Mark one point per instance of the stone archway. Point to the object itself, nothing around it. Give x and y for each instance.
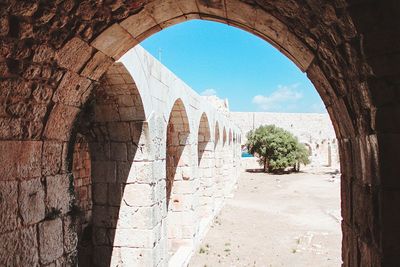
(205, 154)
(112, 128)
(53, 52)
(180, 189)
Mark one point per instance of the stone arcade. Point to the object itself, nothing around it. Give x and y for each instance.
(53, 55)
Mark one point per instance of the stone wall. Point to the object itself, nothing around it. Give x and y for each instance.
(313, 130)
(53, 53)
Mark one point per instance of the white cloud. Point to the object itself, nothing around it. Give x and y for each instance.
(318, 108)
(284, 98)
(208, 92)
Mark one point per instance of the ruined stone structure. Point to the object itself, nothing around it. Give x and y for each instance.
(313, 130)
(54, 53)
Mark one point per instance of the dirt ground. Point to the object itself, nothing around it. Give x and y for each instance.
(277, 220)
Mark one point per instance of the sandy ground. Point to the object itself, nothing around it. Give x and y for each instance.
(277, 220)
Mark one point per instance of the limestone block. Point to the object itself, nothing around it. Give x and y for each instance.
(144, 218)
(50, 240)
(119, 131)
(139, 195)
(183, 187)
(70, 235)
(8, 206)
(28, 156)
(19, 248)
(100, 236)
(181, 203)
(100, 193)
(58, 193)
(114, 194)
(141, 172)
(119, 151)
(137, 256)
(31, 201)
(143, 238)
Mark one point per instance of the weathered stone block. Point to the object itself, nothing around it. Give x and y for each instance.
(97, 66)
(114, 194)
(114, 41)
(70, 235)
(100, 193)
(139, 195)
(60, 122)
(8, 206)
(119, 151)
(58, 193)
(74, 54)
(19, 248)
(104, 171)
(28, 156)
(52, 156)
(51, 245)
(73, 90)
(31, 201)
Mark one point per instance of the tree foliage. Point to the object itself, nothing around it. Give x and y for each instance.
(276, 148)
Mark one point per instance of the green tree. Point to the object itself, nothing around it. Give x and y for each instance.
(276, 148)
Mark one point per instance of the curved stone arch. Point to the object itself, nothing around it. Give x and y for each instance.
(180, 211)
(178, 131)
(112, 123)
(346, 71)
(204, 136)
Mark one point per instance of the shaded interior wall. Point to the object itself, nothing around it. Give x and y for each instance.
(82, 182)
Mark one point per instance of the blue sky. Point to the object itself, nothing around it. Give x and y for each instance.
(215, 58)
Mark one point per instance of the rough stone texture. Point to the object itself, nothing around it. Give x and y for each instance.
(31, 201)
(51, 245)
(23, 160)
(353, 46)
(8, 206)
(58, 195)
(19, 248)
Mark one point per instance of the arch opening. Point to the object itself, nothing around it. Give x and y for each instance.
(179, 180)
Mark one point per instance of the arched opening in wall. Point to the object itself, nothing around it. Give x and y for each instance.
(82, 182)
(203, 138)
(110, 140)
(205, 151)
(180, 227)
(308, 148)
(230, 138)
(323, 39)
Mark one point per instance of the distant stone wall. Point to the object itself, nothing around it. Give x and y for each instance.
(312, 129)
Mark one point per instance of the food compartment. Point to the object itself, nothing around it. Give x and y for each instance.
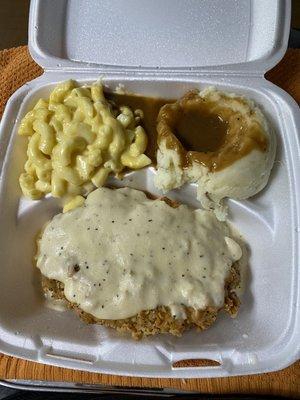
(265, 320)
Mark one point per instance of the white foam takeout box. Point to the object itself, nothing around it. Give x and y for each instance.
(159, 48)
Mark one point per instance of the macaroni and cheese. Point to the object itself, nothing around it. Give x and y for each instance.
(75, 141)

+ + + +

**Task to complete:**
Transcribe every entry above exactly. Omit all pictures.

**Task result:**
Mark one point per instance of the stone archway. Point to the object itself, nothing around it. Give x and y for each instance.
(205, 154)
(112, 128)
(53, 52)
(180, 189)
Mark one point per instance of the stone arcade. Point to the object itself, nothing around it. Give x and y for each instance.
(53, 55)
Mark one point per instance of the stone wall. Point to the object itself, nothing around it. Give x and y for each instance.
(313, 130)
(53, 53)
Mark one point per instance of the white cloud. Point to the object itself, nothing around it. Give x and y for each instance.
(318, 108)
(284, 98)
(208, 92)
Mark one point per instance of the ruined stone structure. Point to the object itself, nothing around it. Give x and y for each instance.
(313, 130)
(54, 53)
Mark one point per instance of the dirt ground. Point to the object itself, nothing around it. Give x and y for each instance.
(277, 220)
Mark one point per instance of the sandy ground. Point to the object itself, nothing around it. Give x and y for each instance.
(277, 220)
Mark one point per instance of the limestone block. Point to the object itself, nothing around it. Give x and y for each instance.
(144, 218)
(50, 240)
(119, 131)
(139, 195)
(183, 187)
(70, 235)
(8, 206)
(28, 156)
(19, 248)
(100, 236)
(181, 203)
(100, 193)
(58, 193)
(114, 194)
(141, 172)
(119, 151)
(137, 256)
(31, 201)
(143, 238)
Mark one point per instance of the weathered stone block. Point to the object itself, nothing around it. Give x and y for each instance.
(97, 66)
(114, 194)
(114, 41)
(70, 235)
(100, 193)
(139, 195)
(60, 122)
(8, 206)
(119, 151)
(58, 193)
(74, 54)
(19, 248)
(104, 171)
(28, 156)
(52, 156)
(51, 245)
(73, 90)
(31, 201)
Mark one point per instance of the tree foliage. Point to the object itself, nothing around it. Give x and y for each instance.
(276, 148)
Mark one point per instance of the green tree. Point to the object itself, nothing around it. Give x and y for each instance.
(276, 148)
Mark one point per instance of the curved stone arch. Point to the object itself, nothing around it. Give x and y for each instance.
(180, 211)
(178, 131)
(112, 123)
(346, 71)
(204, 136)
Mark one point per instance of the shaded interior wall. Point to the object itself, nothing around it. Give x and y for each instance.
(82, 182)
Mark one point per instance of the blue sky. Point to the object itself, nothing around it. Give x and y for each instance.
(215, 58)
Mark one point per instance of the rough stone texture. Point to the object itself, nothing around it. Give x and y for each instance.
(31, 201)
(51, 245)
(23, 160)
(353, 46)
(8, 206)
(58, 195)
(19, 248)
Mark one point per instance of the arch opening. Point to the object itself, nothing around it. Give x and y for each instance.
(179, 180)
Mark one point per instance of the arched opening in wall. Point to the object itself, nothing around it. Give x and y for each instance.
(82, 182)
(203, 138)
(110, 140)
(205, 151)
(180, 227)
(308, 148)
(230, 138)
(323, 39)
Mark one point per instance of the distant stone wall. Point to the object itself, nothing around it. Give x and y for each instance.
(312, 129)
Mark one point per instance of the food compartment. Point to the object itself, nothing around it. Give x and y for each instance.
(265, 320)
Mark one point per instance of the white foam takeout box. Point to the object itself, nothing around it. Give x and y for each instance.
(159, 48)
Mark one point per instance of the macaroni and cheese. Point to the object itself, nothing around it. Give x and y for each instance.
(75, 141)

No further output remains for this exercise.